### WORK INSTRUCTIONS
The answer should be every line below, retyped exactly.

******

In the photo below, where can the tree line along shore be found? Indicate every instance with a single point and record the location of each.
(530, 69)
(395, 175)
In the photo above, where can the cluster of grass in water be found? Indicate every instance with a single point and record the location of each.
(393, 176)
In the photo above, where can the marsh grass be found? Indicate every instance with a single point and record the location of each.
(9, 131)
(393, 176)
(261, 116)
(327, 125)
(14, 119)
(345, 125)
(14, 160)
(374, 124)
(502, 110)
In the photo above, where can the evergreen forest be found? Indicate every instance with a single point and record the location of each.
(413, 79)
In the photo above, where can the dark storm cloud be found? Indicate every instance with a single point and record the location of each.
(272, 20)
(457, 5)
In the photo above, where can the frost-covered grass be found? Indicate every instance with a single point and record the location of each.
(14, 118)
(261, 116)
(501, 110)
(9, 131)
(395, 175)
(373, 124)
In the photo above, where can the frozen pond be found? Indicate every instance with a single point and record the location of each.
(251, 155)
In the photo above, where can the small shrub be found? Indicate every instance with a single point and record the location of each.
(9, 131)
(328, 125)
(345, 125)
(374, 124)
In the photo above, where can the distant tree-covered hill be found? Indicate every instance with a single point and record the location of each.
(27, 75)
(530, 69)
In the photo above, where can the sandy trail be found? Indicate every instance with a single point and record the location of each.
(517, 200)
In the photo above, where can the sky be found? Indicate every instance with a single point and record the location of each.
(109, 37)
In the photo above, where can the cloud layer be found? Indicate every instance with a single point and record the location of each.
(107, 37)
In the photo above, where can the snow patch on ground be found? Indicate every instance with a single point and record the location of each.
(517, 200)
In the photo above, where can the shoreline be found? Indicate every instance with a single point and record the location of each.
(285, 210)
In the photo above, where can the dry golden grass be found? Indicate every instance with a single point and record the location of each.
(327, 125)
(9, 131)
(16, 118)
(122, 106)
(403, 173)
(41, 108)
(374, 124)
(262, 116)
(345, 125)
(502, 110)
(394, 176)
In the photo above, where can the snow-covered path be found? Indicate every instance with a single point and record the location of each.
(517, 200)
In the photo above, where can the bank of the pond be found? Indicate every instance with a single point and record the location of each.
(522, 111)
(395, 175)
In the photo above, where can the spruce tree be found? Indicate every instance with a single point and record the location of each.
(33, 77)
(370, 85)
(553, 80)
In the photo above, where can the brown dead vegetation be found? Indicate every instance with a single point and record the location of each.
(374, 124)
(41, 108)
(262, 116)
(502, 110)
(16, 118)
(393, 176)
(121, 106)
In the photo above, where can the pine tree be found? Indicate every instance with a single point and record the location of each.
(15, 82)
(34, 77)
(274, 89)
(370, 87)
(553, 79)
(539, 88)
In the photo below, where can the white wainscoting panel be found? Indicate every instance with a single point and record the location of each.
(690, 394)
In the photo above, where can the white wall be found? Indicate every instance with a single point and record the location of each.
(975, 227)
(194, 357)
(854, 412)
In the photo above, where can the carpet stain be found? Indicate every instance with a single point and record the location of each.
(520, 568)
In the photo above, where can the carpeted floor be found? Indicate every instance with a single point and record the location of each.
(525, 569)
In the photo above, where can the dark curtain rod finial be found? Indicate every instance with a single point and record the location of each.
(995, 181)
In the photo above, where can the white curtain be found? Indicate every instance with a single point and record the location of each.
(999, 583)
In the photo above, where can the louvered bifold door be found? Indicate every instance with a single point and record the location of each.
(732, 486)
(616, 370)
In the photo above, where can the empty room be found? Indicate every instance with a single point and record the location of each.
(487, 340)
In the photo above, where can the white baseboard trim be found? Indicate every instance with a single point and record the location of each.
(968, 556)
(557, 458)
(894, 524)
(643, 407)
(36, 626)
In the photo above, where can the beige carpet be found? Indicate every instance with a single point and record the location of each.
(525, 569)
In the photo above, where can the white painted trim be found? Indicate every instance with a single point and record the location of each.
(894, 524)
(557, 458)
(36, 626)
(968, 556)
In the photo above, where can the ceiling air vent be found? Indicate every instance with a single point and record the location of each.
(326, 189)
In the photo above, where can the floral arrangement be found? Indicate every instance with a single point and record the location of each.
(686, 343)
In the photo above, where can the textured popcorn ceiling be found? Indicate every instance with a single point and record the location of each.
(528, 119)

******

### ANSWER TO THIS TASK
In the photo below, where can the tree line along shore be found? Indicate every instance with a single point and record the location of each.
(530, 69)
(395, 175)
In the photo above, where can the cluster of grass in water be found? Indicate every instance with a single point and record the location of each.
(393, 176)
In the photo above, where can the marsh grass be found? Indicate every instance with a single point and record the location of each.
(9, 131)
(393, 176)
(261, 116)
(327, 125)
(14, 119)
(345, 125)
(14, 160)
(374, 124)
(502, 110)
In the photo above, where can the evergreen forest be found? Indicate every instance with a single point and record the location of each.
(413, 79)
In the photo above, where can the dark storm cloud be found? Indicate every instance with a single point and record the location of each.
(272, 20)
(457, 5)
In the photo above, where can the frost-covered grass be found? Indicate every instance with a single point and record the location of each.
(14, 118)
(261, 116)
(501, 110)
(9, 131)
(395, 175)
(373, 124)
In the photo above, where can the frozen pond be found? Indicate every instance with a single point and record the location of each.
(251, 155)
In the photo above, where can the small shrub be found? Indicate every instance with a single point and record the location of each.
(9, 131)
(328, 125)
(345, 125)
(374, 124)
In the photo above, where can the distant tree-covered hill be found? Indicate every instance with a single point and record the location of each.
(27, 75)
(530, 69)
In the photo above, where can the sandy trail be found? Indicate every instance with a single point and record the location of each.
(517, 200)
In the photo above, where can the sky be found? Indicate every instance with a single point and record the location of each.
(109, 37)
In the photo above, where can the cloud layer be found? Indicate every instance with a single point and record the location of each.
(107, 37)
In the photo above, where can the snow patch on ground be found? Indicate every instance with a single point and record the location of each.
(517, 200)
In the photo above, where can the shoreline be found? Indicate every instance with a single point and record the location of each.
(285, 210)
In the photo above, where can the dry golden grass be found? Indicate every instance with a single point and record the location of each.
(327, 125)
(9, 131)
(16, 118)
(122, 106)
(403, 173)
(41, 108)
(374, 124)
(262, 116)
(345, 125)
(502, 110)
(394, 176)
In the photo above, where can the snow-covered path be found? Indicate every instance with a single point and record the location of each.
(517, 200)
In the photo above, where can the bank of the pond be found? Indicate every instance with a single point and record the location of each.
(522, 111)
(395, 175)
In the photo above, where can the spruce tree be found? Indicate every instance with a single point and record the location of each.
(33, 77)
(370, 85)
(553, 80)
In the photo above, where can the brown dead vegetation be found? Indicate every instance with a single point and record the location of each.
(374, 124)
(41, 108)
(262, 116)
(502, 110)
(16, 118)
(393, 176)
(121, 106)
In the photo above, where can the pine tree be found? Indicate every instance with a single point and record the location of each.
(15, 82)
(34, 77)
(274, 89)
(370, 87)
(553, 79)
(539, 88)
In the photo below, where can the white wainscoting panel be found? Indicate every instance with a single point and record the location of each.
(690, 394)
In the photo above, where can the white wall be found? Indicate every instance with a single point and record the location of each.
(975, 227)
(194, 357)
(854, 412)
In the photo above, where can the carpet stain be found? Indicate every instance with a single point and record the location of each.
(520, 568)
In the photo above, where can the carpeted floor be found? Indicate every instance with a single point and record the location of each.
(525, 569)
In the photo above, where can the dark curtain rod finial be found? Indicate every instance with a single point and record the location of each.
(995, 181)
In the photo above, where can the white curtain be found? Indicate every instance with a single point and record the location of each.
(999, 583)
In the photo above, where can the louvered bifold door be found? Indicate every instance with a single point and record the location of each.
(732, 486)
(616, 370)
In the photo above, where can the empty room be found? Indicate every instance with a single point and record the location of each.
(487, 340)
In the photo above, where can the white baseboard trim be found? Indicate every instance with a single point and record the location of each.
(968, 556)
(557, 458)
(894, 524)
(643, 407)
(36, 626)
In the photo above, where can the beige carpet be found? Indicate every instance with a single point and record the location of each.
(525, 569)
In the photo above, where can the white painted trim be found? Indicate every instance with a single point and record the location of each.
(894, 524)
(557, 458)
(36, 626)
(968, 556)
In the photo above, where can the ceiling air vent be found? Indicate every instance with a single point and record the location of each.
(326, 189)
In the photo above, where can the floral arrangement be found? Indicate every instance with a single point and record the location of each.
(686, 343)
In the photo above, where can the textured popcorn ceiling be found? Indicate every instance with a single point and record the location of each.
(528, 119)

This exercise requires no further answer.